N.J. Officials Push for Tougher Chemical Plant Safety Rules

By Wayne Parry | April 18, 2006

Speaking near a cluster of chemical plants, New Jersey’s two United States senators and its new homeland security director said the state should be able to enact tougher safety standards for chemical facilities than those proposed by the Bush administration.

A leak last September at one of the plants forced closure of the Pulaski Skyway at rush hour, Sen. Robert Menendez told reporters gathered along the Hackensack River last week.

“We can only imagine the loss of life that would occur if a terrorist attack caused a major release of chlorine gas,” Menendez said. “This is just one plant among many in our state and nation.”

Menendez joined fellow Democratic Sen. Frank Lautenberg and Richard Canas, New Jersey’s new homeland security director, to promote legislation already proposed by Lautenberg that would let states set their own, more stringent chemical safety standards.

→ **AVAILABLE DATA**:
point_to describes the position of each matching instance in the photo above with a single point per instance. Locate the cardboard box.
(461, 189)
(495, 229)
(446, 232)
...
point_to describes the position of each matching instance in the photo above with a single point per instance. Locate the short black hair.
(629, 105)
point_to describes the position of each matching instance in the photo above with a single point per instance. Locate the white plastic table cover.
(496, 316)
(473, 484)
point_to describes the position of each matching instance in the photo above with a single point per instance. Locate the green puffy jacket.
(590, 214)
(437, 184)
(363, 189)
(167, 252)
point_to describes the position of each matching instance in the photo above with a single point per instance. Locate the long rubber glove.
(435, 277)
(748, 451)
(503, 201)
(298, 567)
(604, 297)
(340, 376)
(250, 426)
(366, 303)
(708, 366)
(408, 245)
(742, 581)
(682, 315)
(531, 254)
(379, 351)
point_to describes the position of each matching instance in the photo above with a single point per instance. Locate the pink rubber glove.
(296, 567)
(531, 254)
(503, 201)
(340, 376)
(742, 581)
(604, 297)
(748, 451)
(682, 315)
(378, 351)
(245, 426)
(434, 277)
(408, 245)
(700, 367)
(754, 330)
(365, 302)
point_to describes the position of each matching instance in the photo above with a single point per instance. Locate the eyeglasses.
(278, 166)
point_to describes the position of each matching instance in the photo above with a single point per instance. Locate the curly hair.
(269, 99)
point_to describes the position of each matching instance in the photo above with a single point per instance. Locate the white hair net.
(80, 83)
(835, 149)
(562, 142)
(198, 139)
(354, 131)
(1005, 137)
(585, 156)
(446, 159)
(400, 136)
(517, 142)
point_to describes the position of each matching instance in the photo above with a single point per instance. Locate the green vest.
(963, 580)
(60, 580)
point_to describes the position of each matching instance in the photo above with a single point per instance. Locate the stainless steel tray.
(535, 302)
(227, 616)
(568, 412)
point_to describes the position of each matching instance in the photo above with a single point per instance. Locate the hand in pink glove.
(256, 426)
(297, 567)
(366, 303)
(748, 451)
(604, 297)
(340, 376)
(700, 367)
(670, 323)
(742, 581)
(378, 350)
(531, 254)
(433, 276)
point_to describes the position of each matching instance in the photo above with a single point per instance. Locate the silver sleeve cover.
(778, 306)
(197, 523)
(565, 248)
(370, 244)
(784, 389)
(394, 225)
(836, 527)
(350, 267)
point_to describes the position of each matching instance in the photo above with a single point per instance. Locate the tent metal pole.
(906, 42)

→ **WHAT TO DO**:
(1) Transcribe the chemical plant safety article from "Menendez joined fellow" up to and including "chemical safety standards.".
(2) For each statement below, say yes or no according to the chemical plant safety article, and quote the words of the article that decide it.
(a) A leak last September at one of the plants forced the Pulaski Skyway to close at rush hour.
(b) Frank Lautenberg is a Republican senator.
(c) Menendez spoke to reporters gathered along the Delaware River.
(3) Summarize the chemical plant safety article in two sentences.

→ **ANSWERS PROVIDED**:
(1)
Menendez joined fellow Democratic Sen. Frank Lautenberg and Richard Canas, New Jersey’s new homeland security director, to promote legislation already proposed by Lautenberg that would let states set their own, more stringent chemical safety standards.

(2)
(a) Yes: "A leak last September at one of the plants forced closure of the Pulaski Skyway at rush hour"
(b) No: "fellow Democratic Sen. Frank Lautenberg"
(c) No: "told reporters gathered along the Hackensack River last week"

(3) New Jersey's two U.S. senators and its new homeland security director said the state should be able to set chemical plant safety standards tougher than those proposed by the Bush administration. Sen. Robert Menendez cited a leak last September that closed the Pulaski Skyway at rush hour, and the three officials promoted Sen. Frank Lautenberg's proposed legislation letting states set their own, more stringent standards.